**WHAT TO DO**
Could you give back every record below exactly, leaving out the pictures?

:::::

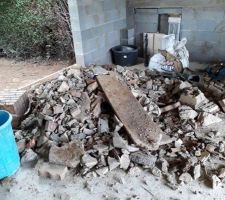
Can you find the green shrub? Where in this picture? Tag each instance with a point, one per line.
(33, 28)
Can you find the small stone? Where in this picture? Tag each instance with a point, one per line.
(124, 161)
(29, 157)
(68, 155)
(63, 87)
(222, 173)
(178, 143)
(89, 161)
(216, 182)
(113, 163)
(92, 87)
(210, 148)
(58, 109)
(187, 112)
(156, 172)
(210, 108)
(197, 172)
(135, 171)
(143, 159)
(102, 171)
(186, 178)
(120, 69)
(97, 110)
(193, 97)
(207, 119)
(119, 142)
(221, 147)
(55, 172)
(64, 138)
(101, 148)
(204, 156)
(75, 113)
(50, 126)
(103, 125)
(21, 145)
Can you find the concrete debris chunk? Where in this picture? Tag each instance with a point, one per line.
(89, 161)
(119, 142)
(50, 126)
(21, 145)
(92, 87)
(68, 155)
(210, 148)
(113, 163)
(185, 178)
(64, 87)
(216, 182)
(156, 172)
(222, 104)
(103, 125)
(100, 71)
(207, 119)
(102, 171)
(167, 122)
(58, 109)
(186, 112)
(193, 97)
(140, 127)
(143, 159)
(55, 172)
(101, 148)
(124, 161)
(29, 157)
(222, 173)
(209, 108)
(170, 107)
(204, 156)
(197, 172)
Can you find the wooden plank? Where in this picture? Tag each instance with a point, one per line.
(48, 78)
(140, 127)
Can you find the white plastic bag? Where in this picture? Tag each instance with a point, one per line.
(176, 48)
(158, 63)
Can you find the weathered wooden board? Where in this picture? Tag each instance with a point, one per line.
(142, 130)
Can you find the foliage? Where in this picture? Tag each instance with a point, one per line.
(35, 28)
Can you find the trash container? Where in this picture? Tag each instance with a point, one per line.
(124, 55)
(9, 156)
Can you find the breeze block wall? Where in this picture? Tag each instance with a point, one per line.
(96, 26)
(203, 24)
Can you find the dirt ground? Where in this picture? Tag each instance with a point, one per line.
(17, 74)
(27, 185)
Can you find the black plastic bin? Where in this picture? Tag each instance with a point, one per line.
(124, 55)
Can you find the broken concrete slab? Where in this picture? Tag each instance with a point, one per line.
(113, 163)
(143, 159)
(186, 112)
(64, 87)
(89, 161)
(143, 131)
(29, 157)
(103, 125)
(48, 170)
(68, 155)
(207, 119)
(193, 97)
(124, 161)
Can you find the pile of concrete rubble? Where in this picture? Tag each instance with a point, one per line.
(73, 127)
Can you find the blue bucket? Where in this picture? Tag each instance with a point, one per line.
(9, 156)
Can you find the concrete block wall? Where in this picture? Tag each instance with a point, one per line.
(203, 24)
(96, 26)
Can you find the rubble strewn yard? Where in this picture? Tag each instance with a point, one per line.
(73, 128)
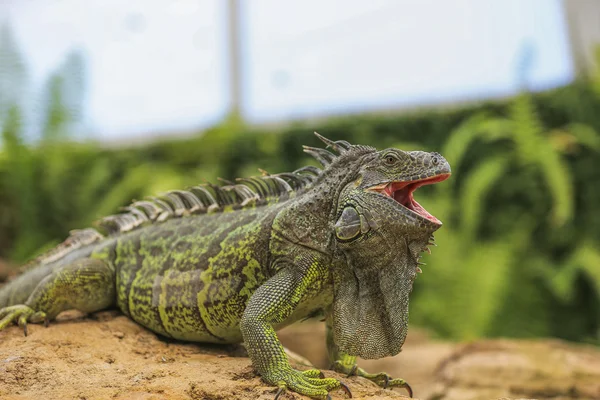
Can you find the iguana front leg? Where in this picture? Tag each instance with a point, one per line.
(346, 364)
(86, 285)
(272, 303)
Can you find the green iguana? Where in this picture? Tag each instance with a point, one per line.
(233, 263)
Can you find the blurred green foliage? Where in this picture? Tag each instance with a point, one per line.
(519, 254)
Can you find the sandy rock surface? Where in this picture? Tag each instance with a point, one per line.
(107, 356)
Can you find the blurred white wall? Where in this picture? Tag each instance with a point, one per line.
(162, 65)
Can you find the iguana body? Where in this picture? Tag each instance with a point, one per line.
(235, 263)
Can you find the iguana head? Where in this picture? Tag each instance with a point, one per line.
(380, 231)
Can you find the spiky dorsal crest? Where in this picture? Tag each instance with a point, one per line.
(205, 198)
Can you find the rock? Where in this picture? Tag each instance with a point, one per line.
(106, 355)
(109, 356)
(540, 369)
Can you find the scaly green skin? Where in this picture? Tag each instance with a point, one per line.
(334, 245)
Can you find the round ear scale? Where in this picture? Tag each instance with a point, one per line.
(349, 224)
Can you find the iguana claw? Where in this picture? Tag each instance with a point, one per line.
(308, 383)
(382, 379)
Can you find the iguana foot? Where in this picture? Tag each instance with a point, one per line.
(311, 383)
(382, 379)
(21, 314)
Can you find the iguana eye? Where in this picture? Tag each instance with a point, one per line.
(390, 159)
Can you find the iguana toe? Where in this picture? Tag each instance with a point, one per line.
(21, 314)
(303, 383)
(382, 379)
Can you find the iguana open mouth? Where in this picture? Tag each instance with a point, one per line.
(402, 192)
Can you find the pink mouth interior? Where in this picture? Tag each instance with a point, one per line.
(402, 192)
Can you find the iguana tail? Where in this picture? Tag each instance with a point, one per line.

:::::

**ANSWER SECTION**
Can you find the green shrub? Where in this picture? Tag each instance with a point, one per line.
(33, 28)
Can you find the small stone? Where in this picture? Tag each instance with a point, one per line.
(124, 161)
(29, 157)
(68, 155)
(63, 87)
(222, 173)
(178, 143)
(89, 161)
(216, 182)
(113, 163)
(92, 87)
(210, 148)
(58, 109)
(187, 112)
(156, 172)
(210, 108)
(197, 172)
(135, 171)
(143, 159)
(102, 171)
(186, 178)
(120, 69)
(97, 110)
(193, 97)
(207, 119)
(119, 142)
(221, 147)
(55, 172)
(64, 138)
(101, 148)
(204, 156)
(75, 113)
(50, 126)
(103, 125)
(21, 145)
Can you find the concrete debris chunk? Where in this picture? Tag each instance with a point, one per line.
(89, 161)
(119, 142)
(50, 126)
(21, 145)
(92, 87)
(68, 155)
(210, 148)
(113, 163)
(185, 178)
(64, 87)
(216, 182)
(156, 172)
(222, 104)
(103, 125)
(100, 71)
(207, 119)
(102, 171)
(167, 122)
(58, 109)
(186, 112)
(193, 97)
(140, 127)
(143, 159)
(55, 172)
(101, 148)
(124, 161)
(29, 157)
(222, 173)
(209, 108)
(170, 107)
(204, 156)
(197, 172)
Can you find the wooden plank? Where in this picture? Tag each instance with a point, one per line.
(48, 78)
(140, 127)
Can you find the white plastic bag? Where in this picture? Tag each instance with a point, one per line.
(176, 48)
(158, 63)
Can you find the weathered wooden board? Where in this picture? Tag each instance with a point, one per line.
(142, 130)
Can you find the foliage? Where in this picture? Tag each instance with a point, one per line.
(35, 28)
Can you find the trash container? Where in this picture? Tag each instance with a point, one per line.
(124, 55)
(9, 156)
Can you find the breeze block wall? Where in this picture? Tag each instance with a point, one per line.
(96, 26)
(203, 24)
Can you find the dirt ground? Where in this picture? Tag each instance with a point, one per line.
(17, 74)
(27, 185)
Can you find the black plastic bin? Where in this picture? Tag each instance with a point, one per line.
(124, 55)
Can you find the broken concrete slab? Where in this picture? Tag each instance with a point, one per line.
(113, 163)
(143, 159)
(186, 112)
(64, 87)
(89, 161)
(143, 131)
(29, 157)
(103, 125)
(48, 170)
(68, 155)
(207, 119)
(193, 97)
(124, 161)
Can you find the pile of concrete rubble? Where in this picture? Tag each instance with a point, one per line.
(73, 127)
Can you find the blue bucket? Where in this picture? Tag each instance with a point, one per line.
(9, 156)
Can you find the concrete block wall? Where in this picture? Tag each instance with a point, one per line.
(203, 24)
(96, 26)
Can you find the rubble strewn yard? Where in this picture? Tag each instance with a point, one per line.
(73, 128)
Can you find the iguana front leg? Where in this picture? Tag each instance with a point, one per line.
(346, 364)
(86, 285)
(272, 303)
Can you find the green iguana? Where in this picture? Tag each instance with a point, one per line.
(233, 263)
Can you find the blurred green foliage? Where in this picture? Tag each instance with a point, one per line.
(519, 254)
Can you find the sandy rock surface? Where in this picture? Tag each instance with a point, one per line.
(107, 356)
Can you find the blurred white wall? Where in this picture? Tag each instance with a point, one per line.
(162, 65)
Can you find the iguana body? Where in this picture? Tag each instance with a point, one per line.
(235, 263)
Can you find the iguana head? Where in this picture? Tag each instance with a point, one per line.
(380, 231)
Can you find the spiky dorsal crest? Where in this picture? Tag each instance with a point, one per line.
(205, 198)
Can you find the rock? Where in this picture? Tag each instance with a point, one per line.
(106, 355)
(109, 356)
(540, 369)
Can you find the scaly green skin? Where in this picture? Tag each instance with a point, one per line.
(334, 245)
Can you find the round ear scale? Where in this picture? Tag each instance with a point, one per line.
(349, 224)
Can you find the iguana claw? Where in this picture? Tag each instance with a point, one per line.
(308, 383)
(382, 379)
Can you find the iguana foot? Where in this picture? Tag each instance with a point, one per line.
(311, 383)
(382, 379)
(21, 314)
Can you find the iguana eye? Where in this picture? Tag each instance with a point, one per line.
(390, 159)
Can you find the iguana toe? Where in this picture? Tag each instance with a point, one per line.
(21, 314)
(303, 383)
(382, 379)
Can you find the iguana open mouth? Where in this picture? Tag each instance with a point, one per line.
(402, 192)
Can you find the pink mouth interior? Where in this picture? Tag each instance with a point, one per line.
(402, 192)
Can you find the iguana tail? Where in this picture? Tag each instance with a point, one per line.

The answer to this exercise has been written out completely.